» Metin alıntısı:
◆ ◆ ◆ ◆ ◆

Köklü geçmişiyle Doğu Anadolu mutfağının önemli lezzet duraklarından olan Erzincan, yöresel tatlarıyla karşımıza çıkıyor. Tarih boyunca birçok medeniyete ev sahipliği yapan şehir, bu kültürel zenginliğini mutfağına da yansıtıyor. Erzincan geçmişten bugüne uzanan bir kültür köprüsü, bu mirası yalnızca mimarisi ve tarihiyle değil, lezzetleriyle de yaşatıyor.
Asırlar boyunca İpek Yolu gibi önemli ticaret yollarının üzerinde yer almış Erzincan, bu sayede farklı kültürlerle etkileşimde olmuş. Çeşit çeşit baharata, kuru yemişe sahip olması mutfağının gelişmesinde önemli rol oynamış. Orta Asya’dan gelen Türk boylarının hayvancılığa dayalı süt ürünleriyle zenginleşen mutfağı, İran ve Kafkasya’dan gelen baharatlarla, Osmanlı saray mutfağının izleriyle harmanlanmış. İşte tüm bu zenginlikler de bugünkü Erzincan mutfağını oluşturmuş.

◆ ◆ ◆ ◆ ◆

» Sağlanan satırlar:
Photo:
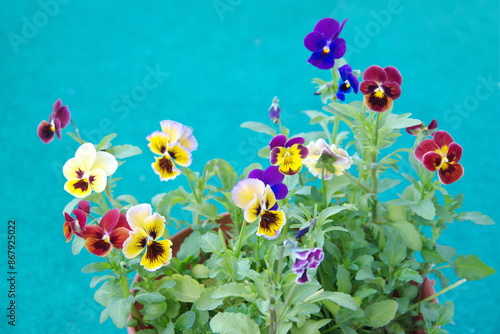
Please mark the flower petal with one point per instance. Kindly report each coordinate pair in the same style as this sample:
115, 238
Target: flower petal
45, 132
432, 161
118, 236
442, 138
424, 147
375, 73
165, 168
158, 254
271, 223
135, 243
246, 190
158, 142
454, 153
98, 247
105, 161
328, 27
154, 226
109, 220
393, 74
137, 214
450, 173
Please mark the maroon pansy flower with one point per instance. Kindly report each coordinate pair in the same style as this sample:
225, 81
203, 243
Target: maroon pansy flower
305, 260
380, 87
441, 154
421, 128
76, 225
111, 232
288, 155
58, 119
324, 43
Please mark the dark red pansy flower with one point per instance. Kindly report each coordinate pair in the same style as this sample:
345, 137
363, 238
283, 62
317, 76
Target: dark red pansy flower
441, 154
58, 119
380, 87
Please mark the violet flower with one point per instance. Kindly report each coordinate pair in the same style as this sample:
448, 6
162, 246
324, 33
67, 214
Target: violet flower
324, 43
347, 83
58, 119
305, 260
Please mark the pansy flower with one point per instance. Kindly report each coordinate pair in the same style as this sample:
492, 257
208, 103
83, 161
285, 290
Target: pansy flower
421, 128
88, 171
441, 154
112, 231
380, 87
347, 83
76, 225
259, 202
58, 119
305, 260
147, 229
174, 145
272, 177
325, 44
288, 155
325, 161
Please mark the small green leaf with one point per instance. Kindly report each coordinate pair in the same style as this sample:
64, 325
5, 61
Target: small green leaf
381, 313
259, 127
124, 151
471, 268
476, 217
95, 267
233, 323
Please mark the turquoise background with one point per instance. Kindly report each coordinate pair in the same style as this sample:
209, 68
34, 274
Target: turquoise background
220, 63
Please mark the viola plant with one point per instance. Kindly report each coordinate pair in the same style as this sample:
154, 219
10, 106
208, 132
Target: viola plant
316, 238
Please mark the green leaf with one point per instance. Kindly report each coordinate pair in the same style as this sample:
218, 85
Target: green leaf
124, 151
425, 209
185, 320
186, 289
381, 313
476, 217
395, 249
233, 323
119, 310
410, 235
190, 247
210, 243
149, 298
95, 267
259, 127
206, 302
471, 268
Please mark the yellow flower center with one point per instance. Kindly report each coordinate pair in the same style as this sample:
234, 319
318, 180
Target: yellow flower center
379, 93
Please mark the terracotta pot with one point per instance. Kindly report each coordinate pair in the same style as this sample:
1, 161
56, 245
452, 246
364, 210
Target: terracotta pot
177, 239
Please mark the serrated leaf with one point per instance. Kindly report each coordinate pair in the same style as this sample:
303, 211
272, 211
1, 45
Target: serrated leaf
381, 313
259, 127
471, 268
233, 323
476, 217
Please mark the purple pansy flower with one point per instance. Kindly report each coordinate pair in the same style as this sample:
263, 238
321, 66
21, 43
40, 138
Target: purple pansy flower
272, 177
288, 155
421, 128
324, 43
58, 119
305, 260
347, 83
274, 110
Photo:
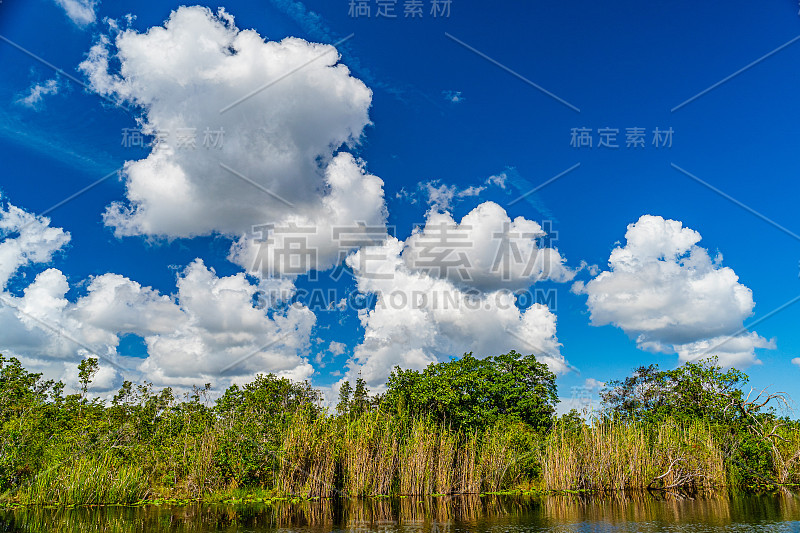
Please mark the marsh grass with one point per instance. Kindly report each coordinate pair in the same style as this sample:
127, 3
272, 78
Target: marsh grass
87, 481
610, 455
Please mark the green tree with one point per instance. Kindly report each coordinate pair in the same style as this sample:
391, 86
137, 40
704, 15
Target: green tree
475, 393
87, 369
343, 407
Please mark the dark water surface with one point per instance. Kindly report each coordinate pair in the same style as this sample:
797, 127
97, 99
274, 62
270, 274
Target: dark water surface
638, 513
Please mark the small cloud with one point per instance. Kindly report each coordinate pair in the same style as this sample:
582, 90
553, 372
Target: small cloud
453, 96
81, 12
499, 180
441, 196
594, 384
37, 93
337, 348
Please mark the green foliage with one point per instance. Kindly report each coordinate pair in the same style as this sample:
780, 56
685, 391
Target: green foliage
694, 390
475, 393
466, 425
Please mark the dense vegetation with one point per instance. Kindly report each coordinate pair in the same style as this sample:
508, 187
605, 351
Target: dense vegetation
468, 425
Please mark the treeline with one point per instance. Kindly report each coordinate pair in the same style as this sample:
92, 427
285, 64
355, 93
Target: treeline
465, 426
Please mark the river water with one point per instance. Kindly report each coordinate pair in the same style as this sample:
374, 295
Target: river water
641, 513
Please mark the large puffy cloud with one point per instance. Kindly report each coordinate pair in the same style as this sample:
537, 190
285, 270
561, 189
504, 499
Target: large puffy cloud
422, 316
278, 160
671, 296
486, 250
192, 337
81, 12
26, 240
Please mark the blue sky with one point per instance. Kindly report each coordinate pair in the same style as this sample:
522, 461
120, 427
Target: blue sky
442, 114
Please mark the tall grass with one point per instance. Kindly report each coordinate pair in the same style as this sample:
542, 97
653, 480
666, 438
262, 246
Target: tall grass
86, 481
610, 455
308, 456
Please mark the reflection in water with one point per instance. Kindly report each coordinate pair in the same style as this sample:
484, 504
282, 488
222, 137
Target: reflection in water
639, 512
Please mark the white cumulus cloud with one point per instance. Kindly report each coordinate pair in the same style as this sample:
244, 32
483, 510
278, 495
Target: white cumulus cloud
81, 12
37, 93
210, 330
425, 315
669, 294
274, 158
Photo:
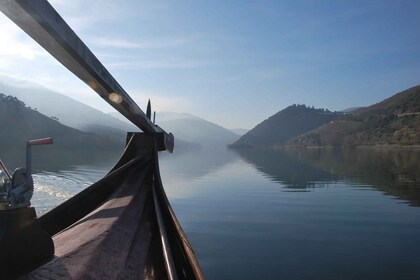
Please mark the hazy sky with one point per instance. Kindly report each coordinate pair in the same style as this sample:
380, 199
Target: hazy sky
233, 62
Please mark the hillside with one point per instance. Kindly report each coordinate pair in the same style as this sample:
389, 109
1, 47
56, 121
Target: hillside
69, 111
20, 123
394, 121
284, 125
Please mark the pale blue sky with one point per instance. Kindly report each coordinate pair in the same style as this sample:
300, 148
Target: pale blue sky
233, 62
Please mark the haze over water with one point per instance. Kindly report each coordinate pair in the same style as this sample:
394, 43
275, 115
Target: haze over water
292, 214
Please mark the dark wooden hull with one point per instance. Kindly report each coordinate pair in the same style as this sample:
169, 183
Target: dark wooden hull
111, 230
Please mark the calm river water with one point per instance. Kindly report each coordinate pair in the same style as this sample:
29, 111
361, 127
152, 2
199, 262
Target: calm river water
281, 214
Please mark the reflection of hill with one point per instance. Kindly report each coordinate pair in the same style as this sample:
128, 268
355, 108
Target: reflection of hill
195, 163
285, 166
393, 171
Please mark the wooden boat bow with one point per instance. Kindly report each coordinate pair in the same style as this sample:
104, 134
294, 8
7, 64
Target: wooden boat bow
121, 226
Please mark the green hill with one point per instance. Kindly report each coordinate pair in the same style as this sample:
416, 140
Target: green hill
284, 125
20, 123
394, 121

◆ ◆ ◆ ◆ ◆

» Görev kapsamı: Erzincan mutfağı alıntısında "Köklü geçmişiyle Doğu" sözcüklerinden başlayıp "Erzincan mutfağını oluşturmuş." sözcükleri de dahil olmak üzere bu sözcüklere kadar uzanan bölümü harfi harfine yazıya geçirin. Satırlar farklı bir kaynaktan alınmıştır.

» Sonuç:
Köklü geçmişiyle Doğu Anadolu mutfağının önemli lezzet duraklarından olan Erzincan, yöresel tatlarıyla karşımıza çıkıyor. Tarih boyunca birçok medeniyete ev sahipliği yapan şehir, bu kültürel zenginliğini mutfağına da yansıtıyor. Erzincan geçmişten bugüne uzanan bir kültür köprüsü, bu mirası yalnızca mimarisi ve tarihiyle değil, lezzetleriyle de yaşatıyor.
Asırlar boyunca İpek Yolu gibi önemli ticaret yollarının üzerinde yer almış Erzincan, bu sayede farklı kültürlerle etkileşimde olmuş. Çeşit çeşit baharata, kuru yemişe sahip olması mutfağının gelişmesinde önemli rol oynamış. Orta Asya’dan gelen Türk boylarının hayvancılığa dayalı süt ürünleriyle zenginleşen mutfağı, İran ve Kafkasya’dan gelen baharatlarla, Osmanlı saray mutfağının izleriyle harmanlanmış. İşte tüm bu zenginlikler de bugünkü Erzincan mutfağını oluşturmuş.